» **TEXT EXTRACT**
*-*-*
Fund houses have been aggressively selling fixed maturity plans (FMP) with a promise of high returns in debt securities. Some are now saying that they will not be able to pay the full amount on redemption because they are stuck with debt securities of the Zee group. 
 
On Monday, Kotak Mutual Fund informed its investors that it would not be able to redeem the FMPs, which matured this week, because of their exposure to debt papers issued by companies belonging to the Zee group that are backed by the shares of the Zee group and the fund cannot sell these shares. 
 
The Zee group had got into a ‘standstill’ agreement with the mutual funds (MFs)  in January this year, promising to resolve its financial troubles by September. Kotak’s FMP series 183, which matured on 10th April, has an exposure of Rs108 crore to the Zee group’s debt, while the FMP series 127, which matured on 8 April 2019, had an exposure of Rs81 crore. 
 
HDFC MF, which also has exposure to Zee group, told investors that it was extending the redemption date in some of its FMPs by a little over a year to 29 April 2020. The fund house sent out a letter to investors that it was extending redemption date for its series 35 FMP, which matures on 15 April 2019. 
 
“The purpose of rollover/ extension is due to current interest rate scenario and portfolio positioning, the yields prevailing in the short maturity bucket present an option for investors to lock in their investments at current prevailing yields,” HDFC MF told its investors. 
 
According to media reports, among the major fund houses that have an exposure to Zee group are: Aditya Birla Sun Life (Rs2,588 crore), HDFC MF (Rs1,152 crore), Franklin Templeton MF (Rs994 crore), ICICI Prudential MF (Rs782 crore), Reliance MF (Rs430 crore), Kotak Mahindra MF (Rs372 crore), SBI MF (Rs371 crore) and Baroda MF (Rs284 crore).
 
According to the mutual funds database of rating agency ICRA, as of end-February, the MF industry’s total exposure to Zee group’s debt papers was nearly Rs7,000 crore.
*-*-*
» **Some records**

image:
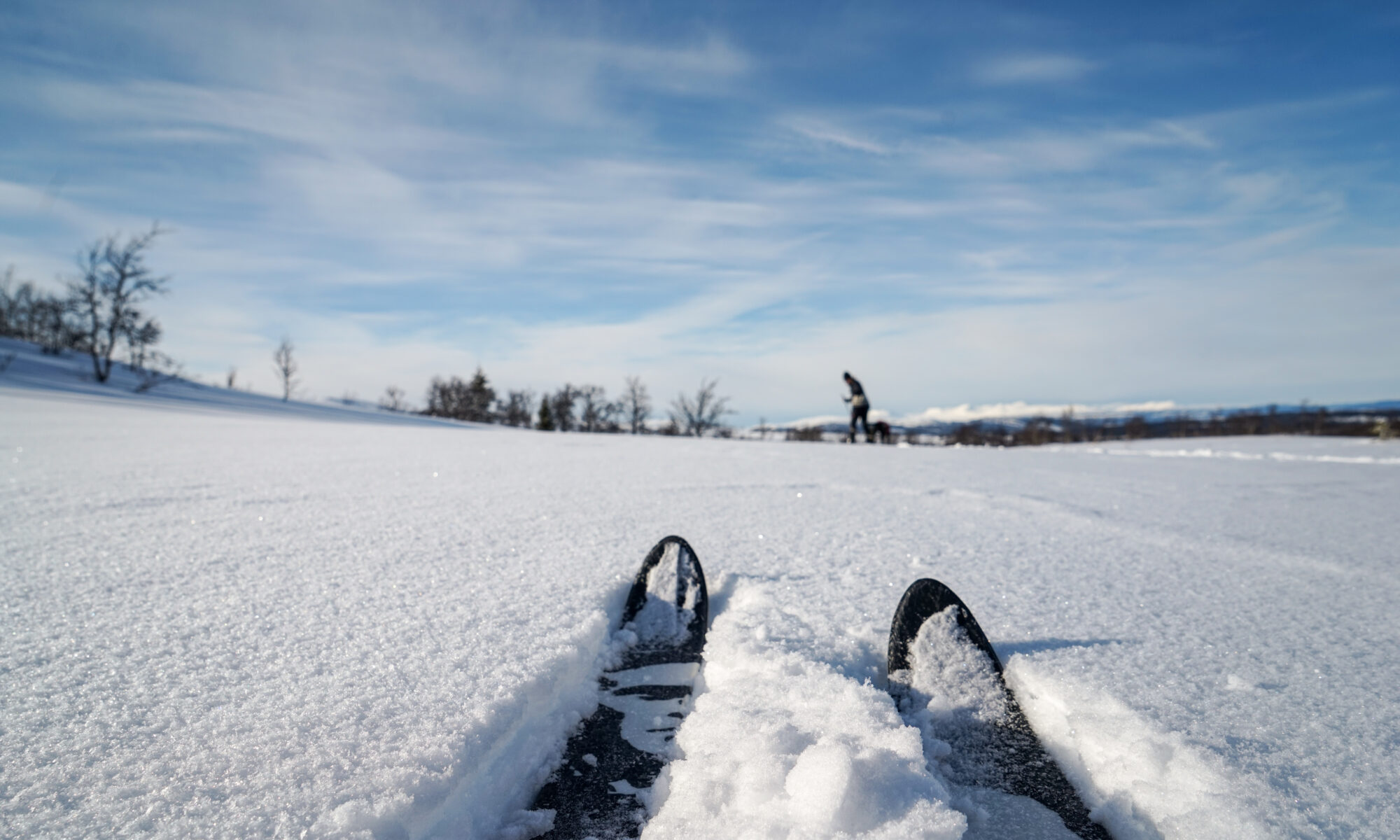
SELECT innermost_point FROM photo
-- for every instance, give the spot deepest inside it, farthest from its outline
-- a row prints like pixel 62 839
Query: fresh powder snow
*-*-*
» **TASKS TO PERFORM**
1/ Using the passage on Zee group debt, say whether each statement agrees with it. Answer yes or no and quote the words that decide it.
(a) Kotak's FMP series 183 matured on 10 April.
(b) HDFC MF is extending the redemption date of some of its FMPs to 29 April 2020.
(c) In the standstill agreement, the Zee group promised to resolve its financial troubles by December.
2/ Answer these questions from the passage on Zee group debt:
(a) How large was the exposure of Kotak's FMP series 127 to the Zee group's debt?
(b) Which fund house has the largest exposure to the Zee group among those named in media reports?
(c) According to ICRA, what was the MF industry's total exposure to Zee group's debt papers as of end-February?
3/ Repeat word for word the part of the passage on Zee group debt between "Fund houses have" and "the Zee group.", inclusive.

» **RESPONSES BY TASK**
1/
(a) Yes: "Kotak’s FMP series 183, which matured on 10th April"
(b) Yes: "it was extending the redemption date in some of its FMPs by a little over a year to 29 April 2020"
(c) No: "promising to resolve its financial troubles by September"

2/
(a) Rs81 crore
(b) Aditya Birla Sun Life, with Rs2,588 crore
(c) Nearly Rs7,000 crore

3/
Fund houses have been aggressively selling fixed maturity plans (FMP) with a promise of high returns in debt securities. Some are now saying that they will not be able to pay the full amount on redemption because they are stuck with debt securities of the Zee group.